═══ SOURCE DOCUMENT ═══

Workload: Laminate knowledge organiser and mind maps in advance to make them reusable, then use stickies or page flags to cover the words.

Talk to the duck!

How: Many Computer Science classrooms have adopted debugging code with the aid of the faithful rubber duck. Make the duck part of an easy retrieval task by asking students to talk through what they learnt last lesson, week or term with the duck. By bringing that information to mind, it is changing the way that information is stored and it’s easier for students to recall later. 

Workload: Use a screwdriver to remove the squeak and save teacher headaches!

Emoji links

How: Students link emojis to sections from a theory topic – this should take no more than five minutes to complete. Emojis should be purposefully selected, with a few random emojis to see what fun ideas the students can come up with. This retrieval task is also a nice example of incorporating dual coding in the classroom.

Extend: This task could be extended as homework, with students using a different-coloured pen to find further links using their knowledge organisers, mind maps, notes, or flashcards. 

Workload: Reduce the teacher workload by setting the challenge as homework, to design the emoji grids based on a given topic.

Emoji links

Flash cards

How: Following the Leitner flash card method using spaced practice and recalling by writing answers down before turning flash cards over to check answers, is an effective method for retrieval practice. Impact Wales has an amazing poster to help guide students through this process, but students can use envelopes to store different piles. This task should take no more than 3-5 minutes of lesson time and is an excellent method to help prepare students for revision.

Workload: Students should create their own flash cards. The process of writing the flash cards helps reinforce learning. 

Great packet race

How: Students race across the map, claiming states as they answer questions correctly. The map is generic and can be played on any topic. If played on a teacher’s board, students can work in teams to answer questions. The game can also be printed and students can play in small groups. Questions and answers can be prepared, or students can use their knowledge organisers, mind maps, or flash cards to generate questions.

Workload: Use retrieval grids mentioned later in the article for the teacher question bank to reduce workload. 

Extend: Set as homework the task to annotate the map after the game, linking the name of tech states to theory topics and keywords. 

Original idea: Magpied and adapted from @SPBeale, adapted by @BSAKComputing.

Great packet race

10 minutes on…

How: Students have ten minutes to list, explain, or compare one specific topic. Students also need to annotate an image which nicely incorporates dual coding, and plan how they would answer an exam-style question. 

Extend: Students can complete as homework their final exam-style question/answer.

One of the ‘10 minutes on’ sheets

Quizizz – self-marking quiz

How: Create a free teacher account on quizizz.com and make a bank of quizzes on each topic needed. Questions are multiple choice – allow for pictures and up to five possible answers. The quiz can be set as a live game, homework, or solo game, and can be played by students using a pin code or shared via Google Classroom or Remind. Quizzes should take 3-5 minutes for students to complete and the system self-marks. Quizizz also has a new feature called ‘Classes’ that allows for teachers to track students’ progress. 

Workload: You can search for existing quizzes on Quizizz to save and edit if needed. Once quizzes are saved they can be reused with very little preparation needed.

═══ RAW DATA ═══

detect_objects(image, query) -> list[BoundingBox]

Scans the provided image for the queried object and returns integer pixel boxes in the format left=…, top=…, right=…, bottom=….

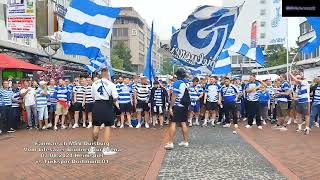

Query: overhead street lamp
left=38, top=36, right=61, bottom=63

═══

AIM 1: Name every activity in the retrieval-practice article that is introduced with a "How:" description.
AIM 2: Reproduce word for word the stretch of the retrieval-practice article from "How: Students link" through "a given topic.".

CORRECT RESULT 1:
- Talk to the duck!
- Emoji links
- Flash cards
- Great packet race
- 10 minutes on…
- Quizizz – self-marking quiz

CORRECT RESULT 2:
How: Students link emojis to sections from a theory topic – this should take no more than five minutes to complete. Emojis should be purposefully selected, with a few random emojis to see what fun ideas the students can come up with. This retrieval task is also a nice example of incorporating dual coding in the classroom.

Extend: This task could be extended as homework, with students using a different-coloured pen to find further links using their knowledge organisers, mind maps, notes, or flashcards. 

Workload: Reduce the teacher workload by setting the challenge as homework, to design the emoji grids based on a given topic.